» Texte présenté:
☆ ☆ ☆
Qu'est-ce qui a poussé le Tzar russe à tracer un chemin de fer, sur 8500 km, qui ne conduit nulle part ? Découvrez une histoire de Hachga’ha pratit (providence… divine ?)
Un beau jour, en 1905, le Tzar de toutes les Russies s'est réveillé avec en son cœur un rêve que seuls des dictateurs égoïstes qui souffrent de la folie des grandeurs sont capables de prendre au sérieux : il prit la décision de tracer une ligne de chemin de fer qui traverserait toute la Russie, d'Est en Ouest, sur une distance de plus de 8500 km. Où devait-elle conduire ? Nulle part !
A cette époque, la partie orientale de la Russie était abandonnée et déserte, presque dans sa totalité. Cette région du globe était en grande partie recouverte de neiges éternelles, et les seuls êtres humains qui y circulaient étaient une poignée d'éleveurs de gros bétail et des tribus qui vivaient au fond des forêts. Le traçage de la ligne de chemin de fer était considéré concrètement comme un acte totalement insensé. Des sommes fabuleuses furent investies et des myriades d'ouvriers furent employés dans des conditions extrêmement pénibles, et tout ça pour faire aboutir une ligne dans une région désolée où elle ne serait d'aucune utilité.
Absolument ! L'extravagance dans toute sa matérialisation.
☆ ☆ ☆
» Lignes de données:
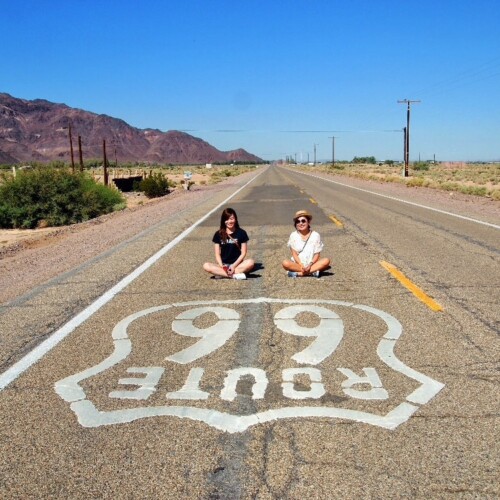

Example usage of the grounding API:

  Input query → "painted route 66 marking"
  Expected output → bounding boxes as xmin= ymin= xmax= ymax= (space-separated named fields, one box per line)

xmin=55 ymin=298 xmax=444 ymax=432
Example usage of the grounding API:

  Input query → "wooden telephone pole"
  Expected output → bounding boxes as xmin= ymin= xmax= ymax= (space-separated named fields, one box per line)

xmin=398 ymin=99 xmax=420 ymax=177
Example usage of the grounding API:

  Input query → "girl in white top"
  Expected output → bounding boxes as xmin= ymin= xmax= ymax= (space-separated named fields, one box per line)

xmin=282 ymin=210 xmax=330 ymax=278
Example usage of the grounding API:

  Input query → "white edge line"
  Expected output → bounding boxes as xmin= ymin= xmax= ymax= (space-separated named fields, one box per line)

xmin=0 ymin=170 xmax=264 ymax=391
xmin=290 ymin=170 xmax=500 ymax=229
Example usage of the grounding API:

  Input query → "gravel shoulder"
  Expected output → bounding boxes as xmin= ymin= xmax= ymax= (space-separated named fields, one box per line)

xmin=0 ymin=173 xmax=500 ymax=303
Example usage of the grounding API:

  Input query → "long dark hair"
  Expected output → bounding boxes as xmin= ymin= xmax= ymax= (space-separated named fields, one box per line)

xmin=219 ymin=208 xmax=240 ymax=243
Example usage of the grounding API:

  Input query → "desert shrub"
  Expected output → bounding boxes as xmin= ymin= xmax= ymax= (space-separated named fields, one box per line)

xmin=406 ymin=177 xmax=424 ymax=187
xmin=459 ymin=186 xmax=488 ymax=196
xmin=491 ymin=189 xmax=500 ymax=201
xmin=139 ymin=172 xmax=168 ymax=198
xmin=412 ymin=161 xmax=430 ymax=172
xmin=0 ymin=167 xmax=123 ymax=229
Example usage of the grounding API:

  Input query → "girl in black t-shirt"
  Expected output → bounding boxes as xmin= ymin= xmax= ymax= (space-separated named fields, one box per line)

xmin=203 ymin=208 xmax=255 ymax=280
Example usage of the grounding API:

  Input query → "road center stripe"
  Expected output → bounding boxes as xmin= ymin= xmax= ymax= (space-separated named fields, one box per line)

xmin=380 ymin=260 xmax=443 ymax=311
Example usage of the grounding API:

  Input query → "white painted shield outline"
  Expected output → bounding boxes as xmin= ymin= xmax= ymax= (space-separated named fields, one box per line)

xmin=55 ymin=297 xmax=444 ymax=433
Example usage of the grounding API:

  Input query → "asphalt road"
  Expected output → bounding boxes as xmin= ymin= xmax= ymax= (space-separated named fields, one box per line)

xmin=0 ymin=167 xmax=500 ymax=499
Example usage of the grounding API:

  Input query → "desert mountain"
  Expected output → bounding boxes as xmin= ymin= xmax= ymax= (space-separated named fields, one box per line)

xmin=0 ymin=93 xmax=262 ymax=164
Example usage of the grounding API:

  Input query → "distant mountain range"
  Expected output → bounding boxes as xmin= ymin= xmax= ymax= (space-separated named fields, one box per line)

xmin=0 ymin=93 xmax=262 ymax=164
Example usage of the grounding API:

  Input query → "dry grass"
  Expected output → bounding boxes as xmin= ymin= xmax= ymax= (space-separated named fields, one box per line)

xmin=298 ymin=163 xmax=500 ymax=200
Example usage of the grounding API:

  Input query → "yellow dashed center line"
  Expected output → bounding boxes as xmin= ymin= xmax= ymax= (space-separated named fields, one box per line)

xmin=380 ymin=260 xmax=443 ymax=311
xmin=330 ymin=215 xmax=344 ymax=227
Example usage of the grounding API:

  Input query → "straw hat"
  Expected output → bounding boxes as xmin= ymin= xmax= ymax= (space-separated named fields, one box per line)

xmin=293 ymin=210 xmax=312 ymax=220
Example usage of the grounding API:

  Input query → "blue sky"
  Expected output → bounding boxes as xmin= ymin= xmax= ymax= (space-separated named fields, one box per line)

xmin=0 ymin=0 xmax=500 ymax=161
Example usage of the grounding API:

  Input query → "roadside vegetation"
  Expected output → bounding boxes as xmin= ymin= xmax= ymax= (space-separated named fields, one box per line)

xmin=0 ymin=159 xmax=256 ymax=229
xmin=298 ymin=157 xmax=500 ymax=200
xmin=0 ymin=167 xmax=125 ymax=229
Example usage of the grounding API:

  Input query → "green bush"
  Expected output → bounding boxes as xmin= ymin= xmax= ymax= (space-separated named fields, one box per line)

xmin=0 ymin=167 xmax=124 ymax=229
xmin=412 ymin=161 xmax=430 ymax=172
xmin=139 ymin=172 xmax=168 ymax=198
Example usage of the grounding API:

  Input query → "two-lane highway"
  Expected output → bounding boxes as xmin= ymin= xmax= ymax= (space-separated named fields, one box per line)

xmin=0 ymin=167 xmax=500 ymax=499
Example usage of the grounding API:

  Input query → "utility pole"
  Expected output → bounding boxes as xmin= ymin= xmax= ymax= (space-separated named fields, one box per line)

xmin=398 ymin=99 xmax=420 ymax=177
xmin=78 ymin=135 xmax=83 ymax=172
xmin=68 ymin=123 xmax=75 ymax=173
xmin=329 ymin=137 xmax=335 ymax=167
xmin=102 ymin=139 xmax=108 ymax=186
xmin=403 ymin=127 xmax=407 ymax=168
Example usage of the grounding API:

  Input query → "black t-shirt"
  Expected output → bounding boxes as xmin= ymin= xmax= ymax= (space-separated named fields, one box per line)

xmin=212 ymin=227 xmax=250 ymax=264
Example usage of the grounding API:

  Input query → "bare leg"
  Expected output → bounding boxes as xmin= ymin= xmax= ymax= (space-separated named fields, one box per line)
☆ ☆ ☆
» Consignes de l'exercice: Écrivez la suite du texte sur le chemin de fer du Tzar, en partant de sa dernière phrase. Les lignes ont une autre origine que le texte.

» La réponse:
Trente-cinq ans passèrent, et la seconde guerre mondiale frappait de toutes ses forces. L'Allemagne nazie se mit à faire la conquête de pays, les uns après les autres. Et un groupe de plusieurs milliers de Juifs se retrouvèrent en Lituanie, cherchant désespérément une sortie de secours du contient européen.
Deux étudiants de la célèbre yéchiva de Mir, qui séjournaient au même moment à Vilnius (la capitale de la Lituanie), essayèrent de tenter leur chance auprès de Chiune Sugihara, le consul du Japon de la ville. Ils s'adressèrent à lui pour lui demander un laissez-passer pour son lointain pays. Sugihara envoya leur demande par télégramme à Tokyo. Mais quelques heures plus tard, il obtint une réponse négative. Il convoqua les jeunes étudiants dans son bureau, et leur montra le télégramme. Cependant, il ajouta, à voix basse, qu'il leur donnerait des papiers malgré le refus essuyé.
« Combien est-ce qu'il vous en faut ? », demanda-t-il.
Il pensait qu'ils allaient lui donner une réponse entre une et deux dizaines. A sa grande surprise, les étudiants lui répondirent qu'ils auraient besoin d'au moins quatre cents laissez-passer, l'équivalent du nombre des étudiants de la yéchiva…
Ainsi, le consul Sugihara, pendant trois jours, et les deux jeunes gens devenus ses auxiliaires, travaillèrent sans relâche pour tamponner des centaines de passeports japonais et y inscrire les noms des étudiants. Le travail terminé, et les passeports attribués à leurs destinataires, il restait un petit problème: comment faire pour passer de la Lituanie, qui se trouve à l'extrême sud du continent asiatique, à l'archipel du Japon, situé au-delà du point le plus à l'est du même continent ?
Entre ces deux points, la distance est d'environ 9000 kilomètres, toute la largeur de la Russie.
De quelle manière est-il possible de traverser cette immensité en partie couverte d'épaisses forêts des plus éloignées de la civilisation?
La réponse évidente est qu'il existe pour ce faire un certain chemin de fer, la ligne transsibérienne, qui traverse toute la Russie d'Ouest en Est.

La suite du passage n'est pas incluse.